Could you reproduce the lines below from the one with "# test: identify one keypoint per instance of the window" through the one with "# test: identify one keypoint per instance of the white entry"? Keep both ends and add nothing.

━━━━━━

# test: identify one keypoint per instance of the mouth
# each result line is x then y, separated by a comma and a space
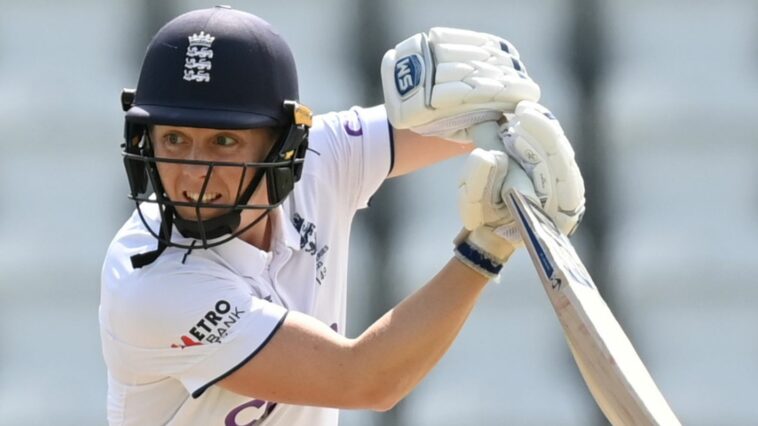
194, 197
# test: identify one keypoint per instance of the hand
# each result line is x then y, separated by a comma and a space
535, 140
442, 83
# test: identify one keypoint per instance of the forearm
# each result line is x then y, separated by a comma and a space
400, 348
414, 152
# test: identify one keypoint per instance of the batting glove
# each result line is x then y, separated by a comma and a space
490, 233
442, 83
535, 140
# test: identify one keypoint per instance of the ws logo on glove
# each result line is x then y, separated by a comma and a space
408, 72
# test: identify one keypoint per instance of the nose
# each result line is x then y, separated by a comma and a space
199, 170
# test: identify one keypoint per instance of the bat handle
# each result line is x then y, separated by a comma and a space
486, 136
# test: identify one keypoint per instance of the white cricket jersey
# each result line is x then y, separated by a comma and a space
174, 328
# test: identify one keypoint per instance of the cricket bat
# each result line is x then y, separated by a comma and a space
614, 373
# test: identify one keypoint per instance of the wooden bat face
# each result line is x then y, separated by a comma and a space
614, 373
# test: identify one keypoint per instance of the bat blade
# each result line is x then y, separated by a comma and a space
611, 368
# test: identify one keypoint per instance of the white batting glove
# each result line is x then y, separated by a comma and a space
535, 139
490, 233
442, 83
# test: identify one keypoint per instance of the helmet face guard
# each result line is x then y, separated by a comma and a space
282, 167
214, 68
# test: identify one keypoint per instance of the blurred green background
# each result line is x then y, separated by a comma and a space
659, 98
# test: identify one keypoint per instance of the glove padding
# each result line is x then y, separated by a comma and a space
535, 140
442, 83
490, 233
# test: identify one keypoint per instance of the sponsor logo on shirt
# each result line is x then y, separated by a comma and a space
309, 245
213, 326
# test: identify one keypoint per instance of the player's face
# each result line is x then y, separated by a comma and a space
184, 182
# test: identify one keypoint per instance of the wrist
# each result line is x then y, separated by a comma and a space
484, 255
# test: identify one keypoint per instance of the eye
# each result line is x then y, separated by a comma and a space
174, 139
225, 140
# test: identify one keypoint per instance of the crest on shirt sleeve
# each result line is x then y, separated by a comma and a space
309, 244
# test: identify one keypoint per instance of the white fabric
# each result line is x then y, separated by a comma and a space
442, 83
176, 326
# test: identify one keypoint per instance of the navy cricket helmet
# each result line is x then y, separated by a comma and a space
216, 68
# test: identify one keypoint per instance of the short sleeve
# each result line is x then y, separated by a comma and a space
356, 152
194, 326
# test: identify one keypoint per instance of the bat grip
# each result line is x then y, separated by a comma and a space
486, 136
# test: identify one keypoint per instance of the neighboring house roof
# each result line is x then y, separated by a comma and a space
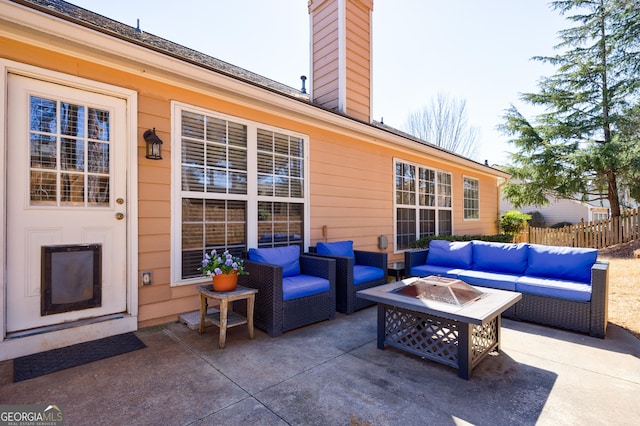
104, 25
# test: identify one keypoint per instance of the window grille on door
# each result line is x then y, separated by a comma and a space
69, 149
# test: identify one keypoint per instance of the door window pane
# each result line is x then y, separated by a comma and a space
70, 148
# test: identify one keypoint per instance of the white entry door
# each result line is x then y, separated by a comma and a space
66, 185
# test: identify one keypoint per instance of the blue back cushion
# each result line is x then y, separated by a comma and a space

━━━━━━

• Task solution
# test: identify one keypoint per instance of the window grille on door
# each result line is x then y, separated by a comma and a space
69, 149
# test: identify one keypoint per instance of the door window pane
# each result line is x then y, separated by a comma and a space
70, 148
# test: identify one keypoint per instance of the white entry door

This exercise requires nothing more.